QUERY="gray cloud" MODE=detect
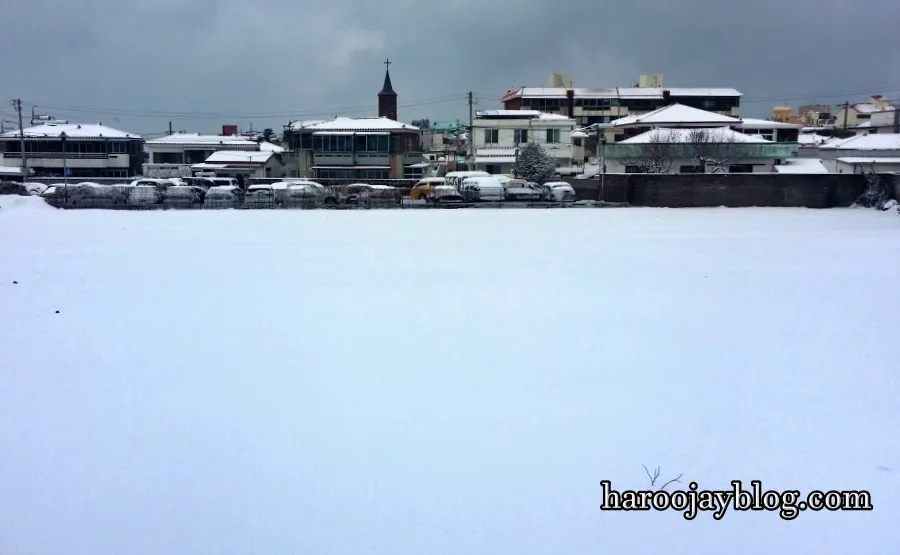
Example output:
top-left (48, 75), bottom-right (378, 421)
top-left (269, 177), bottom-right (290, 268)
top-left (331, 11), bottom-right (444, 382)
top-left (2, 0), bottom-right (898, 135)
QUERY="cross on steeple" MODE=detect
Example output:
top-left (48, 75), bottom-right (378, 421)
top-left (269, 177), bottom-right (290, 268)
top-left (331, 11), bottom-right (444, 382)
top-left (384, 58), bottom-right (391, 71)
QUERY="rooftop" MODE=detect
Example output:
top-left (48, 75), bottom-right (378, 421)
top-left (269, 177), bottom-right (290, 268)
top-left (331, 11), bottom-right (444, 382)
top-left (619, 127), bottom-right (772, 144)
top-left (501, 86), bottom-right (742, 101)
top-left (294, 116), bottom-right (419, 132)
top-left (258, 141), bottom-right (285, 153)
top-left (147, 133), bottom-right (260, 147)
top-left (610, 103), bottom-right (742, 128)
top-left (203, 150), bottom-right (275, 164)
top-left (0, 122), bottom-right (140, 139)
top-left (774, 158), bottom-right (829, 174)
top-left (475, 110), bottom-right (573, 121)
top-left (738, 118), bottom-right (804, 129)
top-left (820, 133), bottom-right (900, 150)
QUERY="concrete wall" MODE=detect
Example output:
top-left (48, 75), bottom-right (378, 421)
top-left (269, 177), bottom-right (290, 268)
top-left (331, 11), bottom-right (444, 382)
top-left (561, 173), bottom-right (872, 208)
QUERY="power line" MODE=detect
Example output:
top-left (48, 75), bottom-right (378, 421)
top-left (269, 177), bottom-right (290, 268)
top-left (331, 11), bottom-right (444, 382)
top-left (22, 94), bottom-right (469, 120)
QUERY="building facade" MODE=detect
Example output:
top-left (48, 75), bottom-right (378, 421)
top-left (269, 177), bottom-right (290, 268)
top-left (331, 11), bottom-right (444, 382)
top-left (143, 130), bottom-right (262, 177)
top-left (191, 150), bottom-right (284, 179)
top-left (0, 123), bottom-right (143, 179)
top-left (500, 74), bottom-right (741, 127)
top-left (472, 110), bottom-right (576, 174)
top-left (834, 95), bottom-right (896, 129)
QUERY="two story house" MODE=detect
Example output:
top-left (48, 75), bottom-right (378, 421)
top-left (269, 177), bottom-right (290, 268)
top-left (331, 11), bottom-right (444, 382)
top-left (472, 110), bottom-right (576, 175)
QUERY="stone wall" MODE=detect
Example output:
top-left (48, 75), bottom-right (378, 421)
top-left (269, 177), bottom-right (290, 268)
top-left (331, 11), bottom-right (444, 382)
top-left (561, 173), bottom-right (872, 208)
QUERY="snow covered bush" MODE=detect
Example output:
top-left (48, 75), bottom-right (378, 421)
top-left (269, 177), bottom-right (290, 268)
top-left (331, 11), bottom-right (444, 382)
top-left (513, 143), bottom-right (557, 183)
top-left (853, 168), bottom-right (892, 210)
top-left (0, 181), bottom-right (28, 196)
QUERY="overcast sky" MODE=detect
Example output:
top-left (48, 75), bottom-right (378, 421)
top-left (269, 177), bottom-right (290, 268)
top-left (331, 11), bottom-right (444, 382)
top-left (1, 0), bottom-right (898, 135)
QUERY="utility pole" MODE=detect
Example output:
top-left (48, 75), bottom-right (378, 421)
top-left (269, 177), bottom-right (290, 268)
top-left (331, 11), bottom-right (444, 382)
top-left (168, 121), bottom-right (173, 135)
top-left (841, 101), bottom-right (849, 129)
top-left (893, 108), bottom-right (899, 134)
top-left (12, 99), bottom-right (28, 180)
top-left (467, 91), bottom-right (474, 169)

#### [EXERCISE]
Only the number is needed here: how many lines in the data contain "wall"?

#### [SOLUTION FOR THIS EXERCISE]
2